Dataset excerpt
------

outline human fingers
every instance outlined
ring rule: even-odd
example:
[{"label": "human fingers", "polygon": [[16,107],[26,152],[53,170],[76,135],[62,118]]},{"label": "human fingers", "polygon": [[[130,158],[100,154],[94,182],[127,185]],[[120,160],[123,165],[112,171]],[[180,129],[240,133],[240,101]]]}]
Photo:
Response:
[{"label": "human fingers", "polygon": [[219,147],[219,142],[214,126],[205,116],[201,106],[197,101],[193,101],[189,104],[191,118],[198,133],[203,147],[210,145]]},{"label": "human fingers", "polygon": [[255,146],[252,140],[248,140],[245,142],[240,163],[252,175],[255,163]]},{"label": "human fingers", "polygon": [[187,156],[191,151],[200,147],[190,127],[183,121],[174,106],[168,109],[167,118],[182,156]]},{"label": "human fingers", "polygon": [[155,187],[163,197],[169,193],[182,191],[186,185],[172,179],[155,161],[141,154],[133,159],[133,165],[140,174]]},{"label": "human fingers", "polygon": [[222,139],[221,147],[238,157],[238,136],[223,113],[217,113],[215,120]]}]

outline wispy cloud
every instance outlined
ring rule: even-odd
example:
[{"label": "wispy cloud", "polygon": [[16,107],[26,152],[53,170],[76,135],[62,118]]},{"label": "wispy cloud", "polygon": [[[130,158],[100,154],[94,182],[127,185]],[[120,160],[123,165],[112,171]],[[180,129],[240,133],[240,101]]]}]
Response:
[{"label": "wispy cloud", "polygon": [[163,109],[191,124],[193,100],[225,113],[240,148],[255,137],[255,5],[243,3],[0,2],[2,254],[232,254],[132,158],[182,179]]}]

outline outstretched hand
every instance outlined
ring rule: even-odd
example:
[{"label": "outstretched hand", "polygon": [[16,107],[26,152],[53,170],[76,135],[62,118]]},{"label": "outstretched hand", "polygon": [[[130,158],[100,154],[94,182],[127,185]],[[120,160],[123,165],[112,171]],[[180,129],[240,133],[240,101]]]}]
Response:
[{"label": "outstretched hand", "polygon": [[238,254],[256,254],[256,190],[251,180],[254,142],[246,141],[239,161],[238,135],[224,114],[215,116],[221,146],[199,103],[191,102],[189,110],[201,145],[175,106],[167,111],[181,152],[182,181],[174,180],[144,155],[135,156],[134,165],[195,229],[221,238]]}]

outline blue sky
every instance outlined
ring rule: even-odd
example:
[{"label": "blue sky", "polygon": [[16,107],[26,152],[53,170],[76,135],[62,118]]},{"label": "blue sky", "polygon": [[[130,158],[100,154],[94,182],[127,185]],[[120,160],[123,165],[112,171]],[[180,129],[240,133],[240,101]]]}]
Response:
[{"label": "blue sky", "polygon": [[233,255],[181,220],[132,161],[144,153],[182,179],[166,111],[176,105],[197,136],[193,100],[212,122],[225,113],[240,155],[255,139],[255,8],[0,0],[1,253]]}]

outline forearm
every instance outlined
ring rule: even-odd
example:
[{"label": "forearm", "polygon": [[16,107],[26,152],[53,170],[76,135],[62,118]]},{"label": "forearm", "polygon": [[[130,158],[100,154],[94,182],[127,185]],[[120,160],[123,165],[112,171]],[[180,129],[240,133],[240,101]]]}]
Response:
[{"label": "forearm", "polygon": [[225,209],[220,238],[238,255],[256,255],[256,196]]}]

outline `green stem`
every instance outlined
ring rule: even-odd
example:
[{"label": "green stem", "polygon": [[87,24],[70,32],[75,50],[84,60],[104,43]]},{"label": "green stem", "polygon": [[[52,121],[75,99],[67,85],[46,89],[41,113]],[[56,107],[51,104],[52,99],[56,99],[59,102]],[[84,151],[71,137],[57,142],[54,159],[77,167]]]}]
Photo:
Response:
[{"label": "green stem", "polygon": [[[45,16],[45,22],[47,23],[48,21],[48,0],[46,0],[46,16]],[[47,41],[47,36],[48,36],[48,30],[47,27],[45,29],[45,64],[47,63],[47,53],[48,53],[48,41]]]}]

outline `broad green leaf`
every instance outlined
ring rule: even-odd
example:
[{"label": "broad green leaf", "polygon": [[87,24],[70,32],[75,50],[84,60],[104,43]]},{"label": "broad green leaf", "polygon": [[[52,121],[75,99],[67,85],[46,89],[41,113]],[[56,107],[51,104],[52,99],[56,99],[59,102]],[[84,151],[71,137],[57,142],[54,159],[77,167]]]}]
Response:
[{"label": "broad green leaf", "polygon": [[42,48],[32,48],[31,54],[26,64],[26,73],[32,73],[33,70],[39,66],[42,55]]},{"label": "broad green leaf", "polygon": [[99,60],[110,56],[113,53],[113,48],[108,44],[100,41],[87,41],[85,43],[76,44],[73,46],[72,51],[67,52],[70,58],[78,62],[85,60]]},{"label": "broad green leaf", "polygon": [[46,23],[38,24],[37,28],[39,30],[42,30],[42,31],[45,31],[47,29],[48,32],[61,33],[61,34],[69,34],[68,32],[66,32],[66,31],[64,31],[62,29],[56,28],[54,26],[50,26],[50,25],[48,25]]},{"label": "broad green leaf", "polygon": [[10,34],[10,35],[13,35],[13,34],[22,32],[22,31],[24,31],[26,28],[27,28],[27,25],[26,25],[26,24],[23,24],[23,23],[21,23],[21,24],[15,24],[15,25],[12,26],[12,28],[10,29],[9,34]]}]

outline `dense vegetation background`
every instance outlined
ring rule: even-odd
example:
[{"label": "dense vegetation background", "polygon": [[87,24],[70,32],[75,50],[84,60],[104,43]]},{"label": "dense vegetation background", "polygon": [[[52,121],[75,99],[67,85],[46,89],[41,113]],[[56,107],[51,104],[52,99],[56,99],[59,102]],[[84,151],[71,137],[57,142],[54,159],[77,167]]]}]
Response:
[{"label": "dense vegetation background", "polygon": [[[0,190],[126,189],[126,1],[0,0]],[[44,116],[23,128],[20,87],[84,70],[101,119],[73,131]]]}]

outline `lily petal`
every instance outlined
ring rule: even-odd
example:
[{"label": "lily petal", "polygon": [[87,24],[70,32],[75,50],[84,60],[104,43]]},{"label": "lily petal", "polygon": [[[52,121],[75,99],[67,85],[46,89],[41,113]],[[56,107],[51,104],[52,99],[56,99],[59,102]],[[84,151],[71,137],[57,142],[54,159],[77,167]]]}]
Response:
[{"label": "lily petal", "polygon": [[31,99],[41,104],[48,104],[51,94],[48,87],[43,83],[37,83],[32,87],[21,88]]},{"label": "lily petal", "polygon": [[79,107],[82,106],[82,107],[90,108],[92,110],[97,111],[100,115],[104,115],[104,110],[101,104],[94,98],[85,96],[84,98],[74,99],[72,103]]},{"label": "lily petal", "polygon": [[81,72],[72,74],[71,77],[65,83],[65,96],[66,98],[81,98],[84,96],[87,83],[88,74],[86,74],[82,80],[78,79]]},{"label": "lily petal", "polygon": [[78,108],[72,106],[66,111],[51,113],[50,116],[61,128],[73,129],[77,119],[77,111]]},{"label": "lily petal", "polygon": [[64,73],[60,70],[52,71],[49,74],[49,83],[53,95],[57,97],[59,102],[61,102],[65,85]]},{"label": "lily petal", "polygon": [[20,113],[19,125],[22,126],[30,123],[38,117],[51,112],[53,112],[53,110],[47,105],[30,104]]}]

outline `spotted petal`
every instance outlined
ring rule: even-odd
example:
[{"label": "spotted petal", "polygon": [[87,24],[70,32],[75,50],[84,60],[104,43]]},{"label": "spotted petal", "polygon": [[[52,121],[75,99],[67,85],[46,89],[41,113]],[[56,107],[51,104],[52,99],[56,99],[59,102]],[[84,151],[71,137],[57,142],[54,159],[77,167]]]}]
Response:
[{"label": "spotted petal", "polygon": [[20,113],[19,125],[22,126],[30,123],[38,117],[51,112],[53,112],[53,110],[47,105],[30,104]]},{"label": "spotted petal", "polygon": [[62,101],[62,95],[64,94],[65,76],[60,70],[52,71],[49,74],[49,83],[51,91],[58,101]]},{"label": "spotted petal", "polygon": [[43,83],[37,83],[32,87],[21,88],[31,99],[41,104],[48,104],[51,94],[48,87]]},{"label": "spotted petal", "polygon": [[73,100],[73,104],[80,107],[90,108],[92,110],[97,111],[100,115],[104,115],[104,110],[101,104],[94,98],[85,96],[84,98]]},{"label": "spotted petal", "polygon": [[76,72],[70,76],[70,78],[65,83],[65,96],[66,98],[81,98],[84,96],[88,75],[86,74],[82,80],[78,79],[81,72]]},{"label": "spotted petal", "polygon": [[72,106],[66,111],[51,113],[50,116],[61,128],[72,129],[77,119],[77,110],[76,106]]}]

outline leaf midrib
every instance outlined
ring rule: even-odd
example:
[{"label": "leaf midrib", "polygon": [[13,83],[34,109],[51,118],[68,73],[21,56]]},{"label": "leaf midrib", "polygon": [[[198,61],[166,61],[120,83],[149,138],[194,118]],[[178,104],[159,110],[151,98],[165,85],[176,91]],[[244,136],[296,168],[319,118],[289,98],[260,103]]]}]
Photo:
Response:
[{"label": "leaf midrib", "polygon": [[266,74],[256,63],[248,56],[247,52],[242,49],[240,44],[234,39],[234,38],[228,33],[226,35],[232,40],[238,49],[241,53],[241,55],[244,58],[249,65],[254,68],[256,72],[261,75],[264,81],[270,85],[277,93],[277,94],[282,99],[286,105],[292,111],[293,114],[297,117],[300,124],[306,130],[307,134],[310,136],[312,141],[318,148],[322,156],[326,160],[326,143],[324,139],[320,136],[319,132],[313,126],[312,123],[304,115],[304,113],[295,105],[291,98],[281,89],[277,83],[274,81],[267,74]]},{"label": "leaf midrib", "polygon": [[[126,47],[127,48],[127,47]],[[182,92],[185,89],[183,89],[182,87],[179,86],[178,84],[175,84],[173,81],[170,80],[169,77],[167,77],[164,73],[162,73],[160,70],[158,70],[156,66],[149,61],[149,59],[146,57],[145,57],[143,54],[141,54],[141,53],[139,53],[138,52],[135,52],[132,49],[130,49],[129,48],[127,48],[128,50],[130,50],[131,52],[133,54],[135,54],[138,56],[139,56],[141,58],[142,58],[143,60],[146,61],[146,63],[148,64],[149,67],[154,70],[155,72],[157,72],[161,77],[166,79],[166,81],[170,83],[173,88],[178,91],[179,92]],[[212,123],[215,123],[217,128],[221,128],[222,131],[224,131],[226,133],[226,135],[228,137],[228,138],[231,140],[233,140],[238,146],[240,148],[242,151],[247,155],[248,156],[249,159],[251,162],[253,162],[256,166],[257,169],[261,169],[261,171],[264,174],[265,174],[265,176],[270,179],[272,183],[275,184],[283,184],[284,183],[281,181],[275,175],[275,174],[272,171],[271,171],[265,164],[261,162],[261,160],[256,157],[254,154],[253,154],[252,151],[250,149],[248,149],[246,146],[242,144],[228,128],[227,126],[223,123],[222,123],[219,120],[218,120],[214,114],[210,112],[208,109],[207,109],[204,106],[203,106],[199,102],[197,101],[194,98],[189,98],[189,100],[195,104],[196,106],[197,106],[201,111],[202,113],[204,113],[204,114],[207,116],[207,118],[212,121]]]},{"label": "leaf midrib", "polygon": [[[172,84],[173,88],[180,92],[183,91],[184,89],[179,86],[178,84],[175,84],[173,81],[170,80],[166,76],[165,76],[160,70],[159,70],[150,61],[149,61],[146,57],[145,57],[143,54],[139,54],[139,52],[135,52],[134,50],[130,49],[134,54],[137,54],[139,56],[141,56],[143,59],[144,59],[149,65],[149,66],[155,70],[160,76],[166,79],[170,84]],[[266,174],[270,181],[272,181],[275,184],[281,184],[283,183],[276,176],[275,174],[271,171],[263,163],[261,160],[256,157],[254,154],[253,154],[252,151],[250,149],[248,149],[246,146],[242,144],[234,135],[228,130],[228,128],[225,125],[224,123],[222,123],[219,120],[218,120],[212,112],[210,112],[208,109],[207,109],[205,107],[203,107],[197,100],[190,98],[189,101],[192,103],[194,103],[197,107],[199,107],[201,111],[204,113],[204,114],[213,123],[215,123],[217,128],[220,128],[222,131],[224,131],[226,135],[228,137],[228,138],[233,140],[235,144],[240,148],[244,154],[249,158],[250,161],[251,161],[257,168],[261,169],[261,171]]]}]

------

What is asked
Collect every line in the records above that contains the string "vegetation".

Exercise output
outline `dense vegetation background`
[{"label": "dense vegetation background", "polygon": [[87,24],[70,32],[75,50],[84,60],[104,43]]},{"label": "dense vegetation background", "polygon": [[[52,121],[75,99],[67,85],[46,89],[41,113]],[[56,107],[51,104],[52,99],[56,99],[59,102]],[[84,151],[71,137],[57,142],[54,159],[77,167]]]}]
[{"label": "dense vegetation background", "polygon": [[[0,190],[126,189],[126,1],[0,0]],[[44,116],[23,128],[20,87],[84,70],[101,119],[73,131]]]}]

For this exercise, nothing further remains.